Only the lines from the line holding "Locate the black" through the final line of the entries below are to be returned, exactly as they stand.
+ + +
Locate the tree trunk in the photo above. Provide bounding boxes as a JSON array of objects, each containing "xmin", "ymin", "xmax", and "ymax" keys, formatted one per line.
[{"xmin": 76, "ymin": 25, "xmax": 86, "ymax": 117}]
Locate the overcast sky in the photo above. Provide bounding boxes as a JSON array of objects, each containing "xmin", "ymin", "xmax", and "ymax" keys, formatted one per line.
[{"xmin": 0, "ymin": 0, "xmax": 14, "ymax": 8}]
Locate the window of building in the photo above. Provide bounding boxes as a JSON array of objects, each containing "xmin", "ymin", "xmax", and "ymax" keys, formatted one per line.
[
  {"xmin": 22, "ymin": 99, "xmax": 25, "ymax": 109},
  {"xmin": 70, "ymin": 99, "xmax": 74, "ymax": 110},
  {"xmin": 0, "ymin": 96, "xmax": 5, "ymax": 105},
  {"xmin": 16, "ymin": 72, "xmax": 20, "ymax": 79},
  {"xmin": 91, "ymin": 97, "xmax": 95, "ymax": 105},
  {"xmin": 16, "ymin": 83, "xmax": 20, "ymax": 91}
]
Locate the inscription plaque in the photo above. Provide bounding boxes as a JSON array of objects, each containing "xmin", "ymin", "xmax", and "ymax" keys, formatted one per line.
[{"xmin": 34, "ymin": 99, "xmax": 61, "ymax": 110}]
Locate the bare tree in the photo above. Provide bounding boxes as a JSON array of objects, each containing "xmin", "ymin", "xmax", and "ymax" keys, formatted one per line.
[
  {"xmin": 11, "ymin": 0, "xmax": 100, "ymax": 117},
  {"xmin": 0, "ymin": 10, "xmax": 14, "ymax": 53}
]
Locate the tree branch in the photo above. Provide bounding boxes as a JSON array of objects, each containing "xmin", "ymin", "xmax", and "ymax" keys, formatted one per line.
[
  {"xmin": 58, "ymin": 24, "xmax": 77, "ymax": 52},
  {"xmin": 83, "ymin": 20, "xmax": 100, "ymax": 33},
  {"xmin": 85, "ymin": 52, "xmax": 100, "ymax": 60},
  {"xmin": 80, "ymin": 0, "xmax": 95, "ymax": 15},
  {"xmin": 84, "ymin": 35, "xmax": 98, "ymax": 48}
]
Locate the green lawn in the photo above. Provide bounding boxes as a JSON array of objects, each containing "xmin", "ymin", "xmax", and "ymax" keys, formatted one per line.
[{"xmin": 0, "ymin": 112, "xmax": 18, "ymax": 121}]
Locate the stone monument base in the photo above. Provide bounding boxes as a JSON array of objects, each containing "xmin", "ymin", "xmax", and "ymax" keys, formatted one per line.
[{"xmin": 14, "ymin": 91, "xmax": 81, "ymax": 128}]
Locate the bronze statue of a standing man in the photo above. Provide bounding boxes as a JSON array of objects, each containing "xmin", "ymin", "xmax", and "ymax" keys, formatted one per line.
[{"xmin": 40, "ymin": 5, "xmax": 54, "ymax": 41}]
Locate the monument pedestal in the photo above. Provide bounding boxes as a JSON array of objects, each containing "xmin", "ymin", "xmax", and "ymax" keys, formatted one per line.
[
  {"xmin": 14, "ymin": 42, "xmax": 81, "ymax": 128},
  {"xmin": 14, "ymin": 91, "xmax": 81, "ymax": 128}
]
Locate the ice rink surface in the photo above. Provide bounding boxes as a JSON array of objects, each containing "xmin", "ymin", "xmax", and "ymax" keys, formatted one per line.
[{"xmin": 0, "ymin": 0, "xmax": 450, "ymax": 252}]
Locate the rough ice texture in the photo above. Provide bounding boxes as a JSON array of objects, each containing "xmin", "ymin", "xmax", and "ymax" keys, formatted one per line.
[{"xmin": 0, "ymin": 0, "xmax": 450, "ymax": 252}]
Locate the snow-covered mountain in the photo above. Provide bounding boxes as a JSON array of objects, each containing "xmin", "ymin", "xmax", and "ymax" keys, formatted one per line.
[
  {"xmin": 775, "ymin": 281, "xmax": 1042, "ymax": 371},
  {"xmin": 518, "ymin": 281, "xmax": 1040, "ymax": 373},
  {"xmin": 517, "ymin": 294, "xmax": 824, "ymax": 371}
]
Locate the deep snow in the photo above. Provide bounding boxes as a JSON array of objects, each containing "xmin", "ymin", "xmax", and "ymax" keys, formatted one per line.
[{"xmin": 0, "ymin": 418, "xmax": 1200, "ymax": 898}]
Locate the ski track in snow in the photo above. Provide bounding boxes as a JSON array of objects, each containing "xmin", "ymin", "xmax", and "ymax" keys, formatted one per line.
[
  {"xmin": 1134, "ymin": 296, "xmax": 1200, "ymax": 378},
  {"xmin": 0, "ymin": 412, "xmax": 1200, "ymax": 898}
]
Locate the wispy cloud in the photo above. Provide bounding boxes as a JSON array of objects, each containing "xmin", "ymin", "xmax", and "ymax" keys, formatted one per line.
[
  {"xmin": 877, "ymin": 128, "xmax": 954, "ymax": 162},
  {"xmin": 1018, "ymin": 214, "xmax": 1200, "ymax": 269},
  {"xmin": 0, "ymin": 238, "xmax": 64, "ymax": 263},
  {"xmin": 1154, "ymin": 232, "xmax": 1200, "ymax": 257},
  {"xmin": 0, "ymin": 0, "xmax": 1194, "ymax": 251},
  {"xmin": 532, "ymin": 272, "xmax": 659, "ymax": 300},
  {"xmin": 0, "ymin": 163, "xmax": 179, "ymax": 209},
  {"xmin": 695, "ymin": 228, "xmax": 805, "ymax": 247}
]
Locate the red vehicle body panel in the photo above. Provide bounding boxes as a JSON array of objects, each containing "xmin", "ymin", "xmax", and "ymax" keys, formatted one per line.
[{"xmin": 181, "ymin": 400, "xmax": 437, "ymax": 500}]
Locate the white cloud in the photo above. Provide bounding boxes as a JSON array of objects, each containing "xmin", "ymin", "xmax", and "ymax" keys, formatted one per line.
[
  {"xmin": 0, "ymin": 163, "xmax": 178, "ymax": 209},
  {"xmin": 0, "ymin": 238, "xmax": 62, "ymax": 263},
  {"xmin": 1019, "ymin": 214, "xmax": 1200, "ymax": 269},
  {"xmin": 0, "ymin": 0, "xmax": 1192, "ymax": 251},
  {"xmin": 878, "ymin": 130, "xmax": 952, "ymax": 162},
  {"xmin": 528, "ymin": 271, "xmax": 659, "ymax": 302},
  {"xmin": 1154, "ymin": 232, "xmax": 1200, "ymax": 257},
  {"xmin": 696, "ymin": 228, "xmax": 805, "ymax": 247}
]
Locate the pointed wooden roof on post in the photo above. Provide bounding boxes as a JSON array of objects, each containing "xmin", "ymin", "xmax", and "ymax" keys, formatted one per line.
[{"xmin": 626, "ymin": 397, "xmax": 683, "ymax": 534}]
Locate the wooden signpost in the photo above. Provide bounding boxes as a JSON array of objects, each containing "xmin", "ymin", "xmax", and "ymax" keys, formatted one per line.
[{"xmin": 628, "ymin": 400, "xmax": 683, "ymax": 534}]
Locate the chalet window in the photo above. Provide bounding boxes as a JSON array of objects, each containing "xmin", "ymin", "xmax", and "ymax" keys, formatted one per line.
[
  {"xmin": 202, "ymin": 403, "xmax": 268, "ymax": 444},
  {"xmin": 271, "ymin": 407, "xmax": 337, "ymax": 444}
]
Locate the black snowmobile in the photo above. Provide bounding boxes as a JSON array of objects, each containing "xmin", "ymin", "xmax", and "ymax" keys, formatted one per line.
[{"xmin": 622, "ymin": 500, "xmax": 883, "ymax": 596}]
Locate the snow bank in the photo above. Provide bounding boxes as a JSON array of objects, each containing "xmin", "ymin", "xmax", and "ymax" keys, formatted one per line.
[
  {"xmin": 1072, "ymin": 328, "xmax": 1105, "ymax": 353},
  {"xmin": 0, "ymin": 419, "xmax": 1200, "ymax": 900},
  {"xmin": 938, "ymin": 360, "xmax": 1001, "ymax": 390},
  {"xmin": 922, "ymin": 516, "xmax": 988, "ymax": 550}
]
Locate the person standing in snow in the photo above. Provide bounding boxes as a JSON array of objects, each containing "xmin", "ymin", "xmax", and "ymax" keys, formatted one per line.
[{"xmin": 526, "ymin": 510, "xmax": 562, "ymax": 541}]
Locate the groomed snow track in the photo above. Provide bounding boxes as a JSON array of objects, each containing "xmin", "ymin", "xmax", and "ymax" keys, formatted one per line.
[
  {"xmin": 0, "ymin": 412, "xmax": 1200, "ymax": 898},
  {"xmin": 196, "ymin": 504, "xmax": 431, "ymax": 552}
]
+ + +
(SOLUTION)
Locate the black snowmobile in the photo above. Provide bounding boxes as a JSON array of objects, each containing "xmin", "ymin", "xmax", and "ymax" keys, formatted one per line.
[{"xmin": 622, "ymin": 500, "xmax": 883, "ymax": 596}]
Locate the snow bank in the photo above. Provide bounding boxes as a JSON array of objects, each containing "xmin", "ymin", "xmax", and "ymax" keys, formatted one per line.
[
  {"xmin": 1072, "ymin": 328, "xmax": 1105, "ymax": 353},
  {"xmin": 0, "ymin": 419, "xmax": 1200, "ymax": 900},
  {"xmin": 938, "ymin": 360, "xmax": 1001, "ymax": 390},
  {"xmin": 922, "ymin": 516, "xmax": 988, "ymax": 550}
]
Locate the person standing in snow in the photo above. Provide bounding boxes as a JSON array of objects, each containing "xmin", "ymin", "xmax", and "ymax" keys, formatted one per line.
[{"xmin": 526, "ymin": 510, "xmax": 562, "ymax": 541}]
Locate the groomed snow track in the photo above. Provide bounding boxes as a JSON array of objects, each containing "xmin", "ymin", "xmax", and "ymax" keys, formatted one per line.
[
  {"xmin": 0, "ymin": 412, "xmax": 1200, "ymax": 898},
  {"xmin": 196, "ymin": 504, "xmax": 431, "ymax": 552}
]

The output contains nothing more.